(Location annotation dataset excerpts)
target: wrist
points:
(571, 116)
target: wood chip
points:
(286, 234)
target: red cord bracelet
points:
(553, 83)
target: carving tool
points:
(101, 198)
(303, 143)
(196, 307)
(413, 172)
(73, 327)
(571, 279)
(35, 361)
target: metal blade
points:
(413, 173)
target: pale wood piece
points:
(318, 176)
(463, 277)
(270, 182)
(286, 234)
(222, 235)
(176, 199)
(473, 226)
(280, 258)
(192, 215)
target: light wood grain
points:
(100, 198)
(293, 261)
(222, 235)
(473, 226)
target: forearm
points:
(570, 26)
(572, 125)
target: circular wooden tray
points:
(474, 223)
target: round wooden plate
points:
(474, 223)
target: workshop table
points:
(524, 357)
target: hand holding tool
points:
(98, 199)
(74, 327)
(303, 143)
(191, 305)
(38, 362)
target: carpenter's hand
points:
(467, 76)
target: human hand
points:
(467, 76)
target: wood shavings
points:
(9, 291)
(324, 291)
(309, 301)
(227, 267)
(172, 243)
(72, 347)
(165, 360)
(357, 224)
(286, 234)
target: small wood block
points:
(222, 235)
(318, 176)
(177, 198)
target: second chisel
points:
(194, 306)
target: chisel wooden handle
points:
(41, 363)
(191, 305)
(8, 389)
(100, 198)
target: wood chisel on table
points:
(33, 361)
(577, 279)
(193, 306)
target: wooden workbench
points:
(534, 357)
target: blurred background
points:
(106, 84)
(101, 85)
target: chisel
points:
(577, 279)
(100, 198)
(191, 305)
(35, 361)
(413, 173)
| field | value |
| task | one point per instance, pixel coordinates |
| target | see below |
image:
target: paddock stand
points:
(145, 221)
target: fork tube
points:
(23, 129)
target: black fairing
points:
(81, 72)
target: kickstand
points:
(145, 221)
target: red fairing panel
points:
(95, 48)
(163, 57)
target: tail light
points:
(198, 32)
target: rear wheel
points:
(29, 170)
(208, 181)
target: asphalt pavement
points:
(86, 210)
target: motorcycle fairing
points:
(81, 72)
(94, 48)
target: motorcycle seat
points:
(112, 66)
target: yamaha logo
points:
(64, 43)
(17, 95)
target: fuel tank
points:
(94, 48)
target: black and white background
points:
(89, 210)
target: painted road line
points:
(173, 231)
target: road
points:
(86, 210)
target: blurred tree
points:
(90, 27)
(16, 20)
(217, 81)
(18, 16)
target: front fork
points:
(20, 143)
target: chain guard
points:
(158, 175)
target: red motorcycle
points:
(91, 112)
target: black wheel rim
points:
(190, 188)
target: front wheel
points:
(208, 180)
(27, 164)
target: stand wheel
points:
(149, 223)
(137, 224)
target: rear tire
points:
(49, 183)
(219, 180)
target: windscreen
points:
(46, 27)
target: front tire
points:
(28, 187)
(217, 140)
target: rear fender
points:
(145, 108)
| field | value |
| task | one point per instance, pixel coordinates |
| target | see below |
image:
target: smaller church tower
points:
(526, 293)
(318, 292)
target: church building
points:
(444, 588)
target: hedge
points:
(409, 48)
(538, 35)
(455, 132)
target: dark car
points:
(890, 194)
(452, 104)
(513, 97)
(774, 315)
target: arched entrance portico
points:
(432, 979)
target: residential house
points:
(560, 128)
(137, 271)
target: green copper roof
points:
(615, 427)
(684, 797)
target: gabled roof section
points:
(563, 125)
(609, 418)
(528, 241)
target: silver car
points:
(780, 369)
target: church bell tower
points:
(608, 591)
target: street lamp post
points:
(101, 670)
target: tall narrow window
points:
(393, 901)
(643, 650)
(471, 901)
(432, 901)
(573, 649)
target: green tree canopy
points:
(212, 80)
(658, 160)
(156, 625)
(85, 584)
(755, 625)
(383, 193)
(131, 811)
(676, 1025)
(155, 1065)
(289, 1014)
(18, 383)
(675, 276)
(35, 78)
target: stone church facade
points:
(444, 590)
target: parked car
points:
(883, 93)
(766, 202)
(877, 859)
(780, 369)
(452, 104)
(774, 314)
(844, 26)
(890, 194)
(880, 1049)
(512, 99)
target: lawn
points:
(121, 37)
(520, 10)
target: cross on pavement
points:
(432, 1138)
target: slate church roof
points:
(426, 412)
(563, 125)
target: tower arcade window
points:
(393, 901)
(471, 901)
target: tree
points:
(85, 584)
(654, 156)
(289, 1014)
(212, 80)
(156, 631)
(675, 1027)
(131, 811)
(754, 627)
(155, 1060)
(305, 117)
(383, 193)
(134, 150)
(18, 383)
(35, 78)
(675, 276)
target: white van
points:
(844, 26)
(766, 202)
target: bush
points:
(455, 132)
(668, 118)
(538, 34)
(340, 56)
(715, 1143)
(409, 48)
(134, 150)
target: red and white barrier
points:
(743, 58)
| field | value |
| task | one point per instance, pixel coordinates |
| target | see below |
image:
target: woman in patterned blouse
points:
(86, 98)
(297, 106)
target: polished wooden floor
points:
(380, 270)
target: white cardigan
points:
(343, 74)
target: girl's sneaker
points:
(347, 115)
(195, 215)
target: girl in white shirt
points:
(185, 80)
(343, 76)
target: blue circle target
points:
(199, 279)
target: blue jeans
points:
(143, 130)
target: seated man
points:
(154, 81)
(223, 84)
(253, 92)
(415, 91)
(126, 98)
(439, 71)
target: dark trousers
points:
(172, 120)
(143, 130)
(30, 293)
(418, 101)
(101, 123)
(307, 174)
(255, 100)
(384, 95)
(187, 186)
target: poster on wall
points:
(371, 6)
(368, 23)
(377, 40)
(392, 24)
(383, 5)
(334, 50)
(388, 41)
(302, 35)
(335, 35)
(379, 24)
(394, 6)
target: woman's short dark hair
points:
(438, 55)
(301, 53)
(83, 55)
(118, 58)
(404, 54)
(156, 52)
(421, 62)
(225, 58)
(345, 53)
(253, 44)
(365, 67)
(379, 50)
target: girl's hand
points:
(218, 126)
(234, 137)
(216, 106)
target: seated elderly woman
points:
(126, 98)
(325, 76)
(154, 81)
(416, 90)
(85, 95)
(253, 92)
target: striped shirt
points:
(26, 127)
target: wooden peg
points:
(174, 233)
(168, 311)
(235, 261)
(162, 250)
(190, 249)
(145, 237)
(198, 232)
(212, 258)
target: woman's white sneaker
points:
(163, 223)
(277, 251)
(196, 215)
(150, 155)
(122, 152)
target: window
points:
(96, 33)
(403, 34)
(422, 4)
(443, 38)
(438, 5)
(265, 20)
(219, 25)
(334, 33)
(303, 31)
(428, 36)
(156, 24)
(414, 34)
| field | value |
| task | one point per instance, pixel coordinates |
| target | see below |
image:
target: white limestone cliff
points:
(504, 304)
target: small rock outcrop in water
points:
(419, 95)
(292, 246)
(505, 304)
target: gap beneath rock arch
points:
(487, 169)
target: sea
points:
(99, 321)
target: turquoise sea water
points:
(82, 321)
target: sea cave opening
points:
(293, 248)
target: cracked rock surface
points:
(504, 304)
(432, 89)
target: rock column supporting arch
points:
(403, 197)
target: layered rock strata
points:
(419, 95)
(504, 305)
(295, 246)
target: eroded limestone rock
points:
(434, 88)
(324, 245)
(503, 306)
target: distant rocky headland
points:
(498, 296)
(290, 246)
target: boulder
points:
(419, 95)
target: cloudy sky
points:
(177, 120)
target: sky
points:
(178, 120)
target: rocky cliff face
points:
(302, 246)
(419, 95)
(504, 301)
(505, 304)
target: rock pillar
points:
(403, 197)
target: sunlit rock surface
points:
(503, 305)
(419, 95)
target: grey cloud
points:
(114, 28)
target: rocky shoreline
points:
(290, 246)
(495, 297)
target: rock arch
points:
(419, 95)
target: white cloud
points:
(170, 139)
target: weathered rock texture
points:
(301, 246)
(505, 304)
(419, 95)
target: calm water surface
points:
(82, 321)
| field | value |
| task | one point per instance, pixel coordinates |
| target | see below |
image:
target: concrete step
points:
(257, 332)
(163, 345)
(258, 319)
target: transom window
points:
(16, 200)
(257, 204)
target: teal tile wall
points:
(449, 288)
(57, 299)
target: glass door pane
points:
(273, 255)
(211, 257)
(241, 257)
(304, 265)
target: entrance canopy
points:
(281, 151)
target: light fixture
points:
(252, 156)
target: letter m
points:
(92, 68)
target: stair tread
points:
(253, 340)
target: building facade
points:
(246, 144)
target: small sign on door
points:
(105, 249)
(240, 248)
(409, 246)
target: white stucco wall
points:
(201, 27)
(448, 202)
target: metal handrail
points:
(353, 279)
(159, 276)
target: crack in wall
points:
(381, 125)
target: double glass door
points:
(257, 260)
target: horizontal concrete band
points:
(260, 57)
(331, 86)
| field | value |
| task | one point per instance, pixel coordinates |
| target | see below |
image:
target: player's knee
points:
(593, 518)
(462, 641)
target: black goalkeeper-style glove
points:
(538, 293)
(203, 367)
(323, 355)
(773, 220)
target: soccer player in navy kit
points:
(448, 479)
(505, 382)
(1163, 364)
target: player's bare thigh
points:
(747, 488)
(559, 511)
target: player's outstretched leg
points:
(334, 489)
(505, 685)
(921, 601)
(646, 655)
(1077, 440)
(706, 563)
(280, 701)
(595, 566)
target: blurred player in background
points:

Prompt – Return, unchanged, the lines of the items from the line that contains "target: cloudy sky" through the line that contains "(1163, 364)", with both of those lines included.

Written reply –
target: cloudy sky
points:
(177, 120)
target: sky
points:
(178, 120)
target: rocky cliff face
points:
(302, 246)
(419, 95)
(504, 301)
(505, 304)
target: rock pillar
points:
(403, 197)
target: sunlit rock surface
points:
(503, 305)
(419, 95)
target: grey cloud
points:
(114, 28)
target: rocky shoreline
points:
(290, 246)
(495, 297)
target: rock arch
points:
(419, 95)
target: white cloud
points:
(170, 139)
target: weathered rock texture
points:
(301, 246)
(505, 304)
(419, 95)
target: calm water surface
points:
(82, 321)
| field | value |
| task | one point per instance, pixel coordinates |
| target | see below |
image:
target: concrete step
points:
(257, 332)
(163, 345)
(258, 319)
target: transom window
points:
(16, 200)
(257, 204)
target: teal tile wall
points:
(449, 288)
(57, 299)
target: glass door pane
points:
(273, 255)
(211, 257)
(241, 257)
(304, 265)
target: entrance canopy
points:
(281, 151)
target: light fixture
points:
(252, 156)
target: letter m
points:
(92, 68)
target: stair tread
points:
(253, 340)
target: building facade
points:
(246, 144)
target: small sign on door
points:
(105, 249)
(240, 248)
(409, 246)
target: white stucco wall
points:
(201, 27)
(448, 202)
target: metal handrail
points:
(353, 279)
(159, 276)
target: crack in wall
points:
(381, 125)
target: double glass door
points:
(257, 260)
target: horizontal concrete band
points:
(260, 57)
(331, 86)
| field | value |
| task | one point per instance, pixel coordinates |
| target | see below |
image:
target: player's knee
points:
(593, 518)
(462, 641)
target: black goalkeeper-style glove
points:
(538, 293)
(203, 367)
(323, 355)
(773, 220)
target: soccer player in navy kit
points:
(448, 479)
(505, 382)
(1163, 364)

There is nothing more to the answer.